*Goal of the exercise:*
Only the lines below starting at the one that contains "Can you find the small pebble?" and ending at the one that contains "like point(27, 107)." are to be reproduced, exactly and with both ends kept.

*Input for this task:*
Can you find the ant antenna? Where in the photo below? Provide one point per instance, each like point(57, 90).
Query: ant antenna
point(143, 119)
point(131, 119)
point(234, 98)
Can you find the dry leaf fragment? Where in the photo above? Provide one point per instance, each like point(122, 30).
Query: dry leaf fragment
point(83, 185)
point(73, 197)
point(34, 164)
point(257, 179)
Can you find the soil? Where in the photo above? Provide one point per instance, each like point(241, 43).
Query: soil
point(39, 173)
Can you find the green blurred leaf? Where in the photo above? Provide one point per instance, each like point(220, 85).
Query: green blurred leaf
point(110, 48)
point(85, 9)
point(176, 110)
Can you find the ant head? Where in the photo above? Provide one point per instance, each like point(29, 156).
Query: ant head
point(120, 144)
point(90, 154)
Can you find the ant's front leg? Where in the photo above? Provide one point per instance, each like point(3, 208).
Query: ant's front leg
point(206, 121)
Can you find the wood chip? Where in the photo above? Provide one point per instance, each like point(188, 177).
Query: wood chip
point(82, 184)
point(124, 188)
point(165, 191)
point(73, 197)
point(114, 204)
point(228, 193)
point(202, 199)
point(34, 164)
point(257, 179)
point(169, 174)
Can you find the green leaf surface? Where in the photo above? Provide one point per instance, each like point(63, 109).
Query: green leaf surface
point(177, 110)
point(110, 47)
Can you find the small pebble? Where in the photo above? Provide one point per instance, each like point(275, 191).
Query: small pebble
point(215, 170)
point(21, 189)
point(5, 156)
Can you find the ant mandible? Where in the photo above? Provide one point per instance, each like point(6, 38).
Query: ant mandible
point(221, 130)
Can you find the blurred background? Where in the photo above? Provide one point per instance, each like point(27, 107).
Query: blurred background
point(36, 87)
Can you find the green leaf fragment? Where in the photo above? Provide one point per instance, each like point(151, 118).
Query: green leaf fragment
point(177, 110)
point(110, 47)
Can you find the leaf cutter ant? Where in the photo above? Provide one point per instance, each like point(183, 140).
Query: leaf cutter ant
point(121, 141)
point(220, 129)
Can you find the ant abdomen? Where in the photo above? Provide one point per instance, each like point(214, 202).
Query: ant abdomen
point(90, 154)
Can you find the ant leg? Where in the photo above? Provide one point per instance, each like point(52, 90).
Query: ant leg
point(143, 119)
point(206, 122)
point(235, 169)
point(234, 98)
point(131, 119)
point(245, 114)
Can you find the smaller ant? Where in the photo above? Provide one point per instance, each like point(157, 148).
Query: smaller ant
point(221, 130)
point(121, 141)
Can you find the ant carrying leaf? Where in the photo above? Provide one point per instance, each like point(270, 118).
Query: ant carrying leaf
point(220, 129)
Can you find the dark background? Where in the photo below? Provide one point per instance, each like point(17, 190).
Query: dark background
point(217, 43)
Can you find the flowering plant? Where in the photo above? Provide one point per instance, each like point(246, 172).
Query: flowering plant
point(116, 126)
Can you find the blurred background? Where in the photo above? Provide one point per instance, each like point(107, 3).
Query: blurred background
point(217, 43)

*Written response:*
Can you find the small pebble? Where in the photo above? Provide one point per instance, each like point(275, 191).
Query: small pebble
point(215, 170)
point(21, 189)
point(5, 156)
Can you find the ant mandible? Where in the photo above? Provide one point per instance, each like point(6, 38).
Query: ant mandible
point(221, 130)
Can you find the blurred background? Where in the photo above? Provide one point per instance, each like point(27, 107).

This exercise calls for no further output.